What the task asks: Provide a character-exact reproduction of the lines from the line with "and find wooden" to the end of the entries.

Data supplied:
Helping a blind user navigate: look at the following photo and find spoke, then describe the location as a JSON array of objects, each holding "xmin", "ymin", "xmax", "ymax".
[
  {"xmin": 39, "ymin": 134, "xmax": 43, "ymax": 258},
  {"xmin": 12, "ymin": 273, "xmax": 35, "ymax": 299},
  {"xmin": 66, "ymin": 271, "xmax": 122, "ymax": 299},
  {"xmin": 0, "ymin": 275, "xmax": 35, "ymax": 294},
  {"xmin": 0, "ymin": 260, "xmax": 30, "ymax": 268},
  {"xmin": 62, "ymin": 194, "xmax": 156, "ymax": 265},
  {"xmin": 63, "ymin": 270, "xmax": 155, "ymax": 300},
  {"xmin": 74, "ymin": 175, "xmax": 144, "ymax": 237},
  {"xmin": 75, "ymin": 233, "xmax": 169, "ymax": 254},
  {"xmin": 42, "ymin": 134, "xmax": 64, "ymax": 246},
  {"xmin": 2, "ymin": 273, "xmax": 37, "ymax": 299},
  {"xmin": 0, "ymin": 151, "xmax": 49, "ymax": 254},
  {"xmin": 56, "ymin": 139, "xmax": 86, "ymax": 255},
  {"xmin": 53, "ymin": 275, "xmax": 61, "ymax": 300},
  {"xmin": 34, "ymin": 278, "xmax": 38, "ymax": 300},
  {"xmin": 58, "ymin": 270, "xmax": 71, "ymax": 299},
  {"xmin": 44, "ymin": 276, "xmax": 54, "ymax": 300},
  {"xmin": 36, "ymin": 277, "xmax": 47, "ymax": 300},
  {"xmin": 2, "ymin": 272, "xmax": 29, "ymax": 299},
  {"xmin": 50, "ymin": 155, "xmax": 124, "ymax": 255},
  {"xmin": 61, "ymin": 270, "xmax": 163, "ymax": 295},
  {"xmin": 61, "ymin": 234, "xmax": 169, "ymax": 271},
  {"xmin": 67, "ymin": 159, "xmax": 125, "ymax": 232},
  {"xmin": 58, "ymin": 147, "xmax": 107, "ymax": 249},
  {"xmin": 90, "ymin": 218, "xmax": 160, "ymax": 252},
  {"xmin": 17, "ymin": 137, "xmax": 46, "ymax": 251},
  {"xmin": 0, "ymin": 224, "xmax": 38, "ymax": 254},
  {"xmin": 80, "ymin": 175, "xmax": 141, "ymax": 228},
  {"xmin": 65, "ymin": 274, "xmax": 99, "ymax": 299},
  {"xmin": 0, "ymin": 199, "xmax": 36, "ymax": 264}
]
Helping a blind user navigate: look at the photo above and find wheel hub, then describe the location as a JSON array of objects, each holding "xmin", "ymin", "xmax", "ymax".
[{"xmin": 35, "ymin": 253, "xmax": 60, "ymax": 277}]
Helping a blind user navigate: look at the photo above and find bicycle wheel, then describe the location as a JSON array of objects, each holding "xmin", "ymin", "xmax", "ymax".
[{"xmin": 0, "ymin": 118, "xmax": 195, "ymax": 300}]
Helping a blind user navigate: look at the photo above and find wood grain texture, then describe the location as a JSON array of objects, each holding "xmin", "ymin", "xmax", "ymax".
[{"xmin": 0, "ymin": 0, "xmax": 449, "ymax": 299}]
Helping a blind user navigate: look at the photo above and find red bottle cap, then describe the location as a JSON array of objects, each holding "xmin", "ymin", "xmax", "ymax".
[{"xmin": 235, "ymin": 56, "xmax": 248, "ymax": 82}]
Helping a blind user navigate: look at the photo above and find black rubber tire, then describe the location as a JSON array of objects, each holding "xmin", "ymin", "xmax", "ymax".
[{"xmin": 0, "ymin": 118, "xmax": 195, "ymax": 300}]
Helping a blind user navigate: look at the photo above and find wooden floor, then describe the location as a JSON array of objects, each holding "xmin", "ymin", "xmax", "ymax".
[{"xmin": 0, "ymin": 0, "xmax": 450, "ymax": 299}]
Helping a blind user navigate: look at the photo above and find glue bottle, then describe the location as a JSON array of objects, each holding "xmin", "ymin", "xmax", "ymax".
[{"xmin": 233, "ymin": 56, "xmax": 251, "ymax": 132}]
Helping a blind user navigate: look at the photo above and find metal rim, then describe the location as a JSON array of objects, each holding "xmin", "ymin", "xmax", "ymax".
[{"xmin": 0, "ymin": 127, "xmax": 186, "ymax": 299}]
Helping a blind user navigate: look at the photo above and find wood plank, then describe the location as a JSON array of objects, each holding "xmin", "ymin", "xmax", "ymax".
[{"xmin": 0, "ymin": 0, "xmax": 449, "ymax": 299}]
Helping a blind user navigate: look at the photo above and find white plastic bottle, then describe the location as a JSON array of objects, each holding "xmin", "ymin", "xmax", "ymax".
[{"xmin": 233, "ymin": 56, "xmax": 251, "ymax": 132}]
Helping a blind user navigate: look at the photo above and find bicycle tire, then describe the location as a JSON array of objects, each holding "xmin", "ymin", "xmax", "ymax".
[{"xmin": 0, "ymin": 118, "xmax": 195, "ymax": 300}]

Response:
Helping a blind user navigate: look at the photo above and find wooden floor, then describe the location as a JSON array of objects, each holding "xmin", "ymin", "xmax", "ymax".
[{"xmin": 0, "ymin": 0, "xmax": 450, "ymax": 299}]
Helping a blind user navigate: look at the photo above and find glue bottle, then describe the location as a JSON array of objects, each holding "xmin", "ymin", "xmax", "ymax".
[{"xmin": 233, "ymin": 56, "xmax": 251, "ymax": 132}]
Helping a blind user navigate: look at the photo above and find metal rim, then describe the location as a JSON array of objects, each holding "xmin", "ymin", "xmax", "ymax".
[{"xmin": 0, "ymin": 127, "xmax": 186, "ymax": 299}]
Helping a blind user navigate: look at the photo above and find wood plank, then describe the location as a JSON array of objects, each holding "xmin", "ymin", "xmax", "ymax".
[{"xmin": 0, "ymin": 0, "xmax": 449, "ymax": 299}]
Helping a blind user navigate: look at the photo above and find white plastic bottle, then describe the location as a JSON array of objects, each holding "xmin", "ymin", "xmax", "ymax".
[{"xmin": 233, "ymin": 56, "xmax": 251, "ymax": 132}]
Helping a blind user navigate: look at the photo above and find bicycle tire, then describe the location as a JSON array of objects, each holding "xmin", "ymin", "xmax", "ymax".
[{"xmin": 0, "ymin": 118, "xmax": 195, "ymax": 300}]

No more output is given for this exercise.